═══ DOCUMENT EXTRACT
0

I'm trying to process UTF-16 string (placed in a buffer buf) with the help of std::basic_string and istringstream. An exception std::bad_cast occurs in this code. Is there a problem with my code? Or gcc's STL just cannot handle unsigned int (16 bit) symbols?

const unsigned short * buf;
// ... fiilling buf
std::basic_string<unsigned short> w(buf);
std::basic_istringstream<unsigned short> iss(w);

unsigned int result;
try { iss >> result; }
catch (std::exception& e)
{
   const char * c = e.what();
}

The same code with std::wstring and std::wistringstream works correctly.

Violet Giraffe
  • 32,368
  • 48
  • 194
  • 335

1 Answers1

1

Instantiation of IOStreams on different character types than char and wchar_t is rather non-trivial. The streams need a number of std::locale facets to be present. Without them they won't function properly. For the attempted operation you'd need, at least:

  • std::ctype<cT>
  • std::numpunct<cT>
  • std::num_get<cT>

where cT is the stream's character type. The last one of these should just require instantiation but the others need to be implemented. Of course, you also need to make sure a std::locale is installed for the stream by either setting it up as the global locale or using stream.imbue().
══════
═══ ENTRIES PROVIDED
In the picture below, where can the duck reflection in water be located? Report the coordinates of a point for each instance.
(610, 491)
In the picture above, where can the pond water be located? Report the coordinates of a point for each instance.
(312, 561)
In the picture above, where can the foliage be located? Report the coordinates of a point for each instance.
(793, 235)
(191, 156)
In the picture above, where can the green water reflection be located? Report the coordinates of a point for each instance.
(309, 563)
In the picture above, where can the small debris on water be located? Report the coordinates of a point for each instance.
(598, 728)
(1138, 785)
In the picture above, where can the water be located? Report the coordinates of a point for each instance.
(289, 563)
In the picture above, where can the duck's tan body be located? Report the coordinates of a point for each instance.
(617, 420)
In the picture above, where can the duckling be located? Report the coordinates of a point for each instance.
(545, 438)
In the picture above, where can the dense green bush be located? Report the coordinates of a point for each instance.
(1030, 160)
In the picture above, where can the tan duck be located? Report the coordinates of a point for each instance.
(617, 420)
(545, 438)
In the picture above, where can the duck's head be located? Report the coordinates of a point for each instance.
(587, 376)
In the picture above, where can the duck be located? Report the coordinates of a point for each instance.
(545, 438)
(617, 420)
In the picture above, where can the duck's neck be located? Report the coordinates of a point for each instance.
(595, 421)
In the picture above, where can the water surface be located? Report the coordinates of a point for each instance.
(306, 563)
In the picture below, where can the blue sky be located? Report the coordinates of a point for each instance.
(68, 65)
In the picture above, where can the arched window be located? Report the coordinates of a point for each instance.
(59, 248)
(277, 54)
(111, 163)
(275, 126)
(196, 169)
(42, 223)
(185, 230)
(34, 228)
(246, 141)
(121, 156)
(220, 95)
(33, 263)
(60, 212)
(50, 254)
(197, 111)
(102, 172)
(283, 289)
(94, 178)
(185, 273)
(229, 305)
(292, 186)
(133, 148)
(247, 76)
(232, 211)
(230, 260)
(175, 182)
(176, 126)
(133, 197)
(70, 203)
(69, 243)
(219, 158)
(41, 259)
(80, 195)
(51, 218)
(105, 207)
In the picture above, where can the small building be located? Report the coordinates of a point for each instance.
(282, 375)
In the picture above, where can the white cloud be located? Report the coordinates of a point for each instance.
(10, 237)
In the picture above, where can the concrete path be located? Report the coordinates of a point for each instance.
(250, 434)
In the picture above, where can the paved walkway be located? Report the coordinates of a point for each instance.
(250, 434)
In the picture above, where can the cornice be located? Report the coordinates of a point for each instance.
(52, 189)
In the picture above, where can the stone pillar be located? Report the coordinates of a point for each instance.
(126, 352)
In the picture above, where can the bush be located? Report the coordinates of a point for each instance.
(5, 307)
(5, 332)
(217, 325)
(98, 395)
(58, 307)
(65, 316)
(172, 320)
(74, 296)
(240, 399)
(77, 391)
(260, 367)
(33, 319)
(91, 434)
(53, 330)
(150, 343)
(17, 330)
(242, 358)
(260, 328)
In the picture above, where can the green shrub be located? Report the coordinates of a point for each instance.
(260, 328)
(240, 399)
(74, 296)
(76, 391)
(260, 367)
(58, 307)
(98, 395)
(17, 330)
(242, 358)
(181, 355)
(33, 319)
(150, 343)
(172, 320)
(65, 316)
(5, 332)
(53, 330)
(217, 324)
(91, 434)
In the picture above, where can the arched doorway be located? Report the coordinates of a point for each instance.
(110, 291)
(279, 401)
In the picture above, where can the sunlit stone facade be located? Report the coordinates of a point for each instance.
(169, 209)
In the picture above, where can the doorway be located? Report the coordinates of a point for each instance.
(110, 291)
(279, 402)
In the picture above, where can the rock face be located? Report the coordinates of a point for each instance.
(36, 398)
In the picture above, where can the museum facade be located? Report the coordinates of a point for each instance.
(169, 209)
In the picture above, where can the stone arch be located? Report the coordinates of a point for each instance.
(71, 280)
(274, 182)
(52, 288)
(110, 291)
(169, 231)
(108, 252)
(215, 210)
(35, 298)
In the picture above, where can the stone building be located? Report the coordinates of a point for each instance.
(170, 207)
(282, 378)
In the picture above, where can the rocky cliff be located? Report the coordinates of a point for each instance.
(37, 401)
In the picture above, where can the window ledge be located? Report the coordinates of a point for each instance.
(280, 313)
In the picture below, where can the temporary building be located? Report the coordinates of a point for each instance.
══════
═══ ENTRIES PROVIDED
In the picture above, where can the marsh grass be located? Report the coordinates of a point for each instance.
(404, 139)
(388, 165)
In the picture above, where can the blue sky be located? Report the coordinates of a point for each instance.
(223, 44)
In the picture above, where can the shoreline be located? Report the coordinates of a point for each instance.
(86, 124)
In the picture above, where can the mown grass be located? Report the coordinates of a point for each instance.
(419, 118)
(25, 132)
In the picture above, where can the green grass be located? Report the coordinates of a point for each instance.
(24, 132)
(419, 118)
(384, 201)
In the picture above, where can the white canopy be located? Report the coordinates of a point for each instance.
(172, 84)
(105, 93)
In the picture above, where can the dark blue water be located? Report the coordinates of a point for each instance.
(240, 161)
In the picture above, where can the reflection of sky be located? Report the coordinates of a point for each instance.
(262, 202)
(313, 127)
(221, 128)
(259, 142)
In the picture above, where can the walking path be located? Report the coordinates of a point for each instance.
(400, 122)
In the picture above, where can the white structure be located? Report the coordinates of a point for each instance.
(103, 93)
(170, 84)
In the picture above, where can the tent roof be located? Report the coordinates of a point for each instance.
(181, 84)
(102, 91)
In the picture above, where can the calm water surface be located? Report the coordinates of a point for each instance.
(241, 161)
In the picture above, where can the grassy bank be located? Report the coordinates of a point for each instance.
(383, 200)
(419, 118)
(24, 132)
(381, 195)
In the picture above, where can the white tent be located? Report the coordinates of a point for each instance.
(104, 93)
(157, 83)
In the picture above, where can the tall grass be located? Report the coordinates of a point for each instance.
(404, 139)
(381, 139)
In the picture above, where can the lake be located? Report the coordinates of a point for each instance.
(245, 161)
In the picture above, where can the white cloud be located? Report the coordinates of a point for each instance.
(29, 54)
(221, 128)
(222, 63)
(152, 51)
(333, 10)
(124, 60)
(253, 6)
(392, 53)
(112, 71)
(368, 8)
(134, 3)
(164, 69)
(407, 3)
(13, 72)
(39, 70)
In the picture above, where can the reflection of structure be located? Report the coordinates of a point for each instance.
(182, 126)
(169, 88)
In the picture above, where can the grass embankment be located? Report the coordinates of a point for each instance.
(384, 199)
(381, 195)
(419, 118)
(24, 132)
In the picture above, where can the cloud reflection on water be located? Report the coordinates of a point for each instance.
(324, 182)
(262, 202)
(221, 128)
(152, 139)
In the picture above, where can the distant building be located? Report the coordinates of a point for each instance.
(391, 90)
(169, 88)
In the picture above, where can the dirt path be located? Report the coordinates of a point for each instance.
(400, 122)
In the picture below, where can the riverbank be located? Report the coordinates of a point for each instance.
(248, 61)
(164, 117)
══════
SET EXERCISE
Reproduce, word for word, the part of the thread on UTF-16 string streams that opens with the words containing "const unsigned short" and closes with "std::wistringstream works correctly.".

REPLY TO THE EXERCISE
const unsigned short * buf;
// ... fiilling buf
std::basic_string<unsigned short> w(buf);
std::basic_istringstream<unsigned short> iss(w);

unsigned int result;
try { iss >> result; }
catch (std::exception& e)
{
   const char * c = e.what();
}

The same code with std::wstring and std::wistringstream works correctly.